Text section:

# going rate for case



## luke the duke (Apr 26, 2004)

whats the going rate for a case of jl relase 7 cars also the charge new fromplaying mantis


----------



## Captain Fred (Feb 19, 2000)

I have found that there are actually some good deals to be had on Ebay. I think one that I saw worked out to be about $9 a car. The online hobby shops usually seem to be a little higher. Some of the board sponsers here seem pretty reasonable. I haven't bought a whole case in a while. One of these days when my budget loosens up a bit, I want a case of F&F. I'm sure there will be some other cool stuff out by then.


----------



## boss9 (Apr 19, 2002)

Someone recently posted about this and quoted prices in the $6.50-$7.00 range. A great price--even for spares. Ebay's prices fluctuate around that level too.


----------



## micyou03 (Apr 8, 2003)

I've never dealt with Dan's Diecast, but they have series 7 for $79.99 with a White Lightning or $69.99 with no White Lightning.

http://www.dansdiecast.com/Johnny_Lightning.asp?offset=8


----------



## roadrner (Jul 21, 1999)

Thats a great price if you need a set or want to pick up some spares. :thumbsup: rr


----------



## luke the duke (Apr 26, 2004)

ok so i didnt do to bad giving 66.98 with shipping got from ebay only person who bid


----------



## TX Street Racer (May 8, 2004)

luke the duke said:


> ok so i didnt do to bad giving 66.98 with shipping got from ebay only person who bid



That's a great price....I saw those auctions last week........definately a GREAT price for a set shipped.

I've seen some individuals on E-bay who sell off alot of single JL TJets also.....alot have starting prices of $4.99 on average.


----------

Provided information:

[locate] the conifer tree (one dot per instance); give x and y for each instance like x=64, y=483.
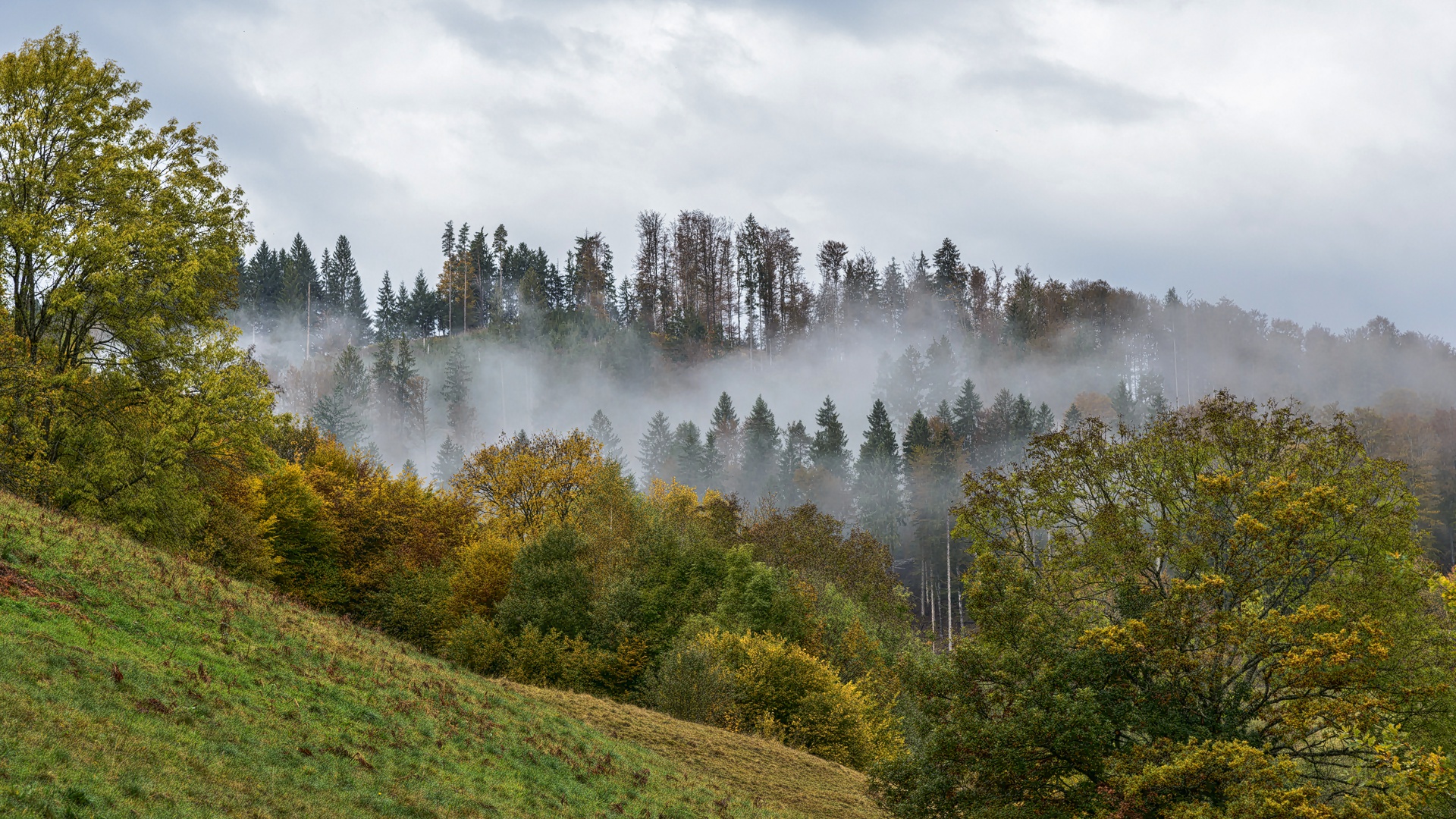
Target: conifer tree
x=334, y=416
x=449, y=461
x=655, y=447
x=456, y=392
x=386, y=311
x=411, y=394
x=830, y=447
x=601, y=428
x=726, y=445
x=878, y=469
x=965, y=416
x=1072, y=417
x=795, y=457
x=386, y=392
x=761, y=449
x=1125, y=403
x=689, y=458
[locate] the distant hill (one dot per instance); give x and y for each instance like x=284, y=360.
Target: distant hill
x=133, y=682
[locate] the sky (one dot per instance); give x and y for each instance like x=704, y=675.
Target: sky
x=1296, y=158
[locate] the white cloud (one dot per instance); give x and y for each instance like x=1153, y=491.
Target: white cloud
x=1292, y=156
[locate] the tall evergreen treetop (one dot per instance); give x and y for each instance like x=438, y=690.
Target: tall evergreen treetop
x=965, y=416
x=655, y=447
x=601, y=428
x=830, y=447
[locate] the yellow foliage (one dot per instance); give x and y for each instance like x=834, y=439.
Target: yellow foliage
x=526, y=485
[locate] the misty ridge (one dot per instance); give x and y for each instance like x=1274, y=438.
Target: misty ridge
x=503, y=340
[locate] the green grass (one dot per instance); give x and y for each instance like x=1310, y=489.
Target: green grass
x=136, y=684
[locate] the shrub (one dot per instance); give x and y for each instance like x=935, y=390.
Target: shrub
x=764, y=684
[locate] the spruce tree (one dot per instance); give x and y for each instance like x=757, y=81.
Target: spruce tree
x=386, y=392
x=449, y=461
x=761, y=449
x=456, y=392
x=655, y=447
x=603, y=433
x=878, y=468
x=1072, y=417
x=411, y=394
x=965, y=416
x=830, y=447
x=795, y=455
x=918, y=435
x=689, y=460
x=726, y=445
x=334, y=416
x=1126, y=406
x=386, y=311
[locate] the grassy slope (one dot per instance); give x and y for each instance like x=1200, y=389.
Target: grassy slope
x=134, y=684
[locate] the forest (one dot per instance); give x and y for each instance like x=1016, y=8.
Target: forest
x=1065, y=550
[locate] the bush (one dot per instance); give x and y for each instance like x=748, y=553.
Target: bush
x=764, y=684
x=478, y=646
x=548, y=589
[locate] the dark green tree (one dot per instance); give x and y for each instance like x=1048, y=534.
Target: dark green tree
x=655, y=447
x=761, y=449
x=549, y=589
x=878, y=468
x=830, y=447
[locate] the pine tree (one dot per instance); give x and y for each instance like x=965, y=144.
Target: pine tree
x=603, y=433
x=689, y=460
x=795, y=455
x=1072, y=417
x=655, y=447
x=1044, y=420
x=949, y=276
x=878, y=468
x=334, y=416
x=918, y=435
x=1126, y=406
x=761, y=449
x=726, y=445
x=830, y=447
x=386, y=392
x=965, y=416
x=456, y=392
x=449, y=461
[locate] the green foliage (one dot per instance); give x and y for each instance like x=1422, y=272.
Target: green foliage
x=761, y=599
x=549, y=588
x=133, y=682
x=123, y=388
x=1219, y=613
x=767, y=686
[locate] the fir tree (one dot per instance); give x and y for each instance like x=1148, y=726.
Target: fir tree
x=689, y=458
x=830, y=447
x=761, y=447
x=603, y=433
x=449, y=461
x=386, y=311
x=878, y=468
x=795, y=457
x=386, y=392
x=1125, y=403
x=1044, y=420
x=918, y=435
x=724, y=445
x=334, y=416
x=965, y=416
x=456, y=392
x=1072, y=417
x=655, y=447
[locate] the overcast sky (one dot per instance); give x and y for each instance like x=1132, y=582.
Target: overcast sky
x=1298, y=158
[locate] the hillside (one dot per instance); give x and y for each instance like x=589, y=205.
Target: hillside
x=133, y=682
...
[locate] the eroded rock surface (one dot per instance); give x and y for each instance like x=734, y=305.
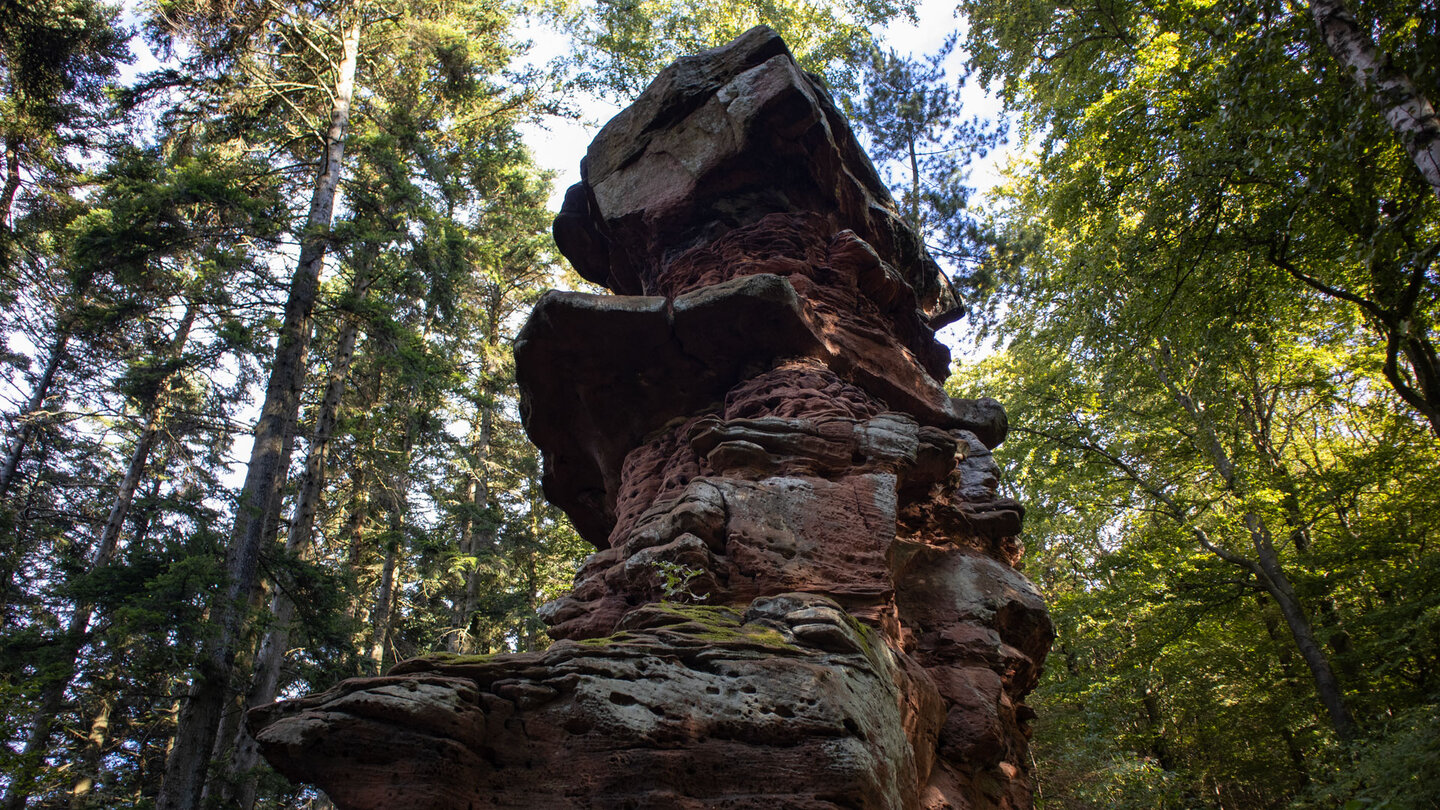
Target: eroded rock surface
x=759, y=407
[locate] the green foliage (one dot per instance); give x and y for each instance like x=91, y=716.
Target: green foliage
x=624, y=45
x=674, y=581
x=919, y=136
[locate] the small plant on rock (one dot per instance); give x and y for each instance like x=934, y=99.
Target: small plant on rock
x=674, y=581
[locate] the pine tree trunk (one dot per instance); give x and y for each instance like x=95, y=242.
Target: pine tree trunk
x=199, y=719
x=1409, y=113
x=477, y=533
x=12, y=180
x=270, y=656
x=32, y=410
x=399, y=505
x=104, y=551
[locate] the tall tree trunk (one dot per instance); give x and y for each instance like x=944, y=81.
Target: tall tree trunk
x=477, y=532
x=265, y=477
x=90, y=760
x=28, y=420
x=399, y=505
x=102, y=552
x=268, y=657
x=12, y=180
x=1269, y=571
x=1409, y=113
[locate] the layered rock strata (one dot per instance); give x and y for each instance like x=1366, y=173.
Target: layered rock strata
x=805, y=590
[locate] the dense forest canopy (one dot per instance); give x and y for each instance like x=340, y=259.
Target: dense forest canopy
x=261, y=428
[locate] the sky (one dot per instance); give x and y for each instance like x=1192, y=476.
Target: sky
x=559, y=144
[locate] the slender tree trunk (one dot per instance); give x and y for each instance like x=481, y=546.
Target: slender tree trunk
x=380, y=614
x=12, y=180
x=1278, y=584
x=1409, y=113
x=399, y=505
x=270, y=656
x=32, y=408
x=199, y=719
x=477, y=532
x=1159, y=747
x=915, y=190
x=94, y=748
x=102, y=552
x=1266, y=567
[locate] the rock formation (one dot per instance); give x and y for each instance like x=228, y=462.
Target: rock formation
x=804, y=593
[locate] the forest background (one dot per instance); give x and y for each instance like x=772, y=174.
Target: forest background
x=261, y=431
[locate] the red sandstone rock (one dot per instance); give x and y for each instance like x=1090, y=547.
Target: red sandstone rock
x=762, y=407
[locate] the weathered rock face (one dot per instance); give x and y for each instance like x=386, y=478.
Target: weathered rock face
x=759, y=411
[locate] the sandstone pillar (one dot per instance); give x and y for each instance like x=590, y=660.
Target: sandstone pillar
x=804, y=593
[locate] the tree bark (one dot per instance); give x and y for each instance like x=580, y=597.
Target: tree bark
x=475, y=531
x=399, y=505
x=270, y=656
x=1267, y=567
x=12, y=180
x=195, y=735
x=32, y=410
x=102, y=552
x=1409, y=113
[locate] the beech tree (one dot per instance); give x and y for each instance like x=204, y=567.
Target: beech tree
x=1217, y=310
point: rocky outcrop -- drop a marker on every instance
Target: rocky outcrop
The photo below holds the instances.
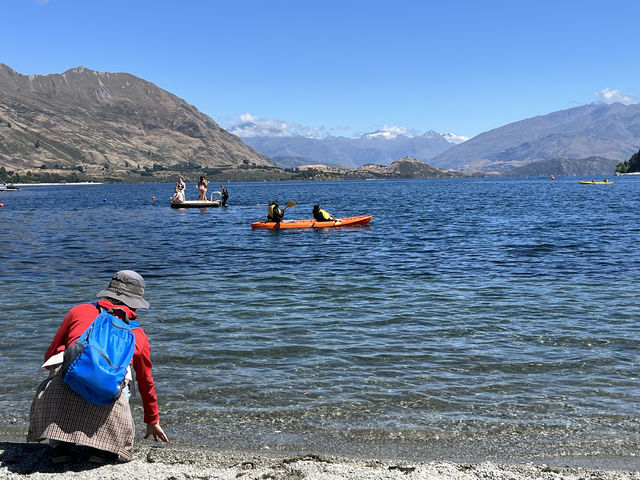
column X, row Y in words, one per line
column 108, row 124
---
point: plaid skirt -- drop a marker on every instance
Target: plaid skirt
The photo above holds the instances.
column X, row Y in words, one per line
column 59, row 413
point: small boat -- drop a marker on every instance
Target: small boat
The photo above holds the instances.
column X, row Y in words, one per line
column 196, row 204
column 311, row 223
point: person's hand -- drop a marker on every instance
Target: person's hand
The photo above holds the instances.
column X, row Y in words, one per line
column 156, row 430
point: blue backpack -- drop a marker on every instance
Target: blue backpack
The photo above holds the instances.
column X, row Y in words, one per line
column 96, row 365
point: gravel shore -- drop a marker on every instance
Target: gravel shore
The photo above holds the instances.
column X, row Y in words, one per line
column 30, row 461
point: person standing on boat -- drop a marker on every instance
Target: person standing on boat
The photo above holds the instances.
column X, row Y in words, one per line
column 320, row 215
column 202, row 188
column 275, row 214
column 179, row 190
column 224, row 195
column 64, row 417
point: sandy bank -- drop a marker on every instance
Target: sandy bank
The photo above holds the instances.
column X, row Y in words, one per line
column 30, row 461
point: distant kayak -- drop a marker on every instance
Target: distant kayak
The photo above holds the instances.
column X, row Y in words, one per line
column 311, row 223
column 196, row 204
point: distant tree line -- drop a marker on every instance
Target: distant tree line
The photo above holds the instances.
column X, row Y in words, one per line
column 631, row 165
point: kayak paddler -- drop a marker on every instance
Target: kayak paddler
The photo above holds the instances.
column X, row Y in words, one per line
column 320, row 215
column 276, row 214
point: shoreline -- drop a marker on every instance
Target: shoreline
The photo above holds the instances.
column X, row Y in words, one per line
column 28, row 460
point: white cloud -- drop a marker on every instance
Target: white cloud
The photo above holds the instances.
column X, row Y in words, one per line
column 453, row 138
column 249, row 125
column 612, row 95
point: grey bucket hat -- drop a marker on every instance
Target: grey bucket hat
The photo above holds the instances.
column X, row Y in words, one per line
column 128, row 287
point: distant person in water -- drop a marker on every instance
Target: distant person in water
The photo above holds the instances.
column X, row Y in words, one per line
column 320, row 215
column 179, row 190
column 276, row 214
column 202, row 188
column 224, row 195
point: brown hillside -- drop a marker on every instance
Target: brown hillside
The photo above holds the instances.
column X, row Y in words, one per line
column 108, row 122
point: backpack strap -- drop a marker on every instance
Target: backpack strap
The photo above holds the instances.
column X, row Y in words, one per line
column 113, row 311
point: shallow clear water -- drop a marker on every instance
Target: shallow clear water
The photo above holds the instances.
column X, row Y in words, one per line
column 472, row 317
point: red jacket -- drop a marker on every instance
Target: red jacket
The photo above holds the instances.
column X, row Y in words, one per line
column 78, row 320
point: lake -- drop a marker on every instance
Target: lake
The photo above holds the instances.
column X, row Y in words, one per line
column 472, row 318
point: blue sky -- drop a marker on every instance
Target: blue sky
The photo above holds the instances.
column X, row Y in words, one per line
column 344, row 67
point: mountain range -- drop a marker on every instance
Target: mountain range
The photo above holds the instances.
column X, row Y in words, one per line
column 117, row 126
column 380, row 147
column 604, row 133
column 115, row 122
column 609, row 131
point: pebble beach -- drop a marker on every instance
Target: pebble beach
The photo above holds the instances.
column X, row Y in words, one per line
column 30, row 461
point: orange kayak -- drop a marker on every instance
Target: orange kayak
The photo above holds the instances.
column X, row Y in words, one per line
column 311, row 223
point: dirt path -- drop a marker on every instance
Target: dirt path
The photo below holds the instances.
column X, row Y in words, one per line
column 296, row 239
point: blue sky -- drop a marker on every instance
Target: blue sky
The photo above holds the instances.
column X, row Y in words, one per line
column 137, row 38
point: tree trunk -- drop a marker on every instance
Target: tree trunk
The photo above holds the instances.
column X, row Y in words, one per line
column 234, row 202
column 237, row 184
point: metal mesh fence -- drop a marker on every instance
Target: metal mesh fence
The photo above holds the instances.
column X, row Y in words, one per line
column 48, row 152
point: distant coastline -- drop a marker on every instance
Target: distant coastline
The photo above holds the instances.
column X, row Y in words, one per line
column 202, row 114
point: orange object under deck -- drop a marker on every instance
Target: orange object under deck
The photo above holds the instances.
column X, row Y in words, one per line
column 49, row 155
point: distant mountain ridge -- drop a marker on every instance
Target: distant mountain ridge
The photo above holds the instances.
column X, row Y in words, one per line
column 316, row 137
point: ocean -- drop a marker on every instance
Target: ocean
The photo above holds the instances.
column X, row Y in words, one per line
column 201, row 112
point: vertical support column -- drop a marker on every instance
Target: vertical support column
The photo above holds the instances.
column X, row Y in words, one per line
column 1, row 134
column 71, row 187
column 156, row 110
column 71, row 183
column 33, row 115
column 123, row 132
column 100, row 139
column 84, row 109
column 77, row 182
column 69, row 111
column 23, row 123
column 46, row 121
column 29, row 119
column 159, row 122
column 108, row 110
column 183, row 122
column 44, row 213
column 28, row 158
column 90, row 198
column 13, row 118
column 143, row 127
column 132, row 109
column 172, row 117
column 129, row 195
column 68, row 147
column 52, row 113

Given problem:
From the forum thread on case prices, reproduce word for word the passage starting with "## Captain Fred" and going on through "(Apr 19, 2002)".

The response:
## Captain Fred (Feb 19, 2000)

I have found that there are actually some good deals to be had on Ebay. I think one that I saw worked out to be about $9 a car. The online hobby shops usually seem to be a little higher. Some of the board sponsers here seem pretty reasonable. I haven't bought a whole case in a while. One of these days when my budget loosens up a bit, I want a case of F&F. I'm sure there will be some other cool stuff out by then.


----------



## boss9 (Apr 19, 2002)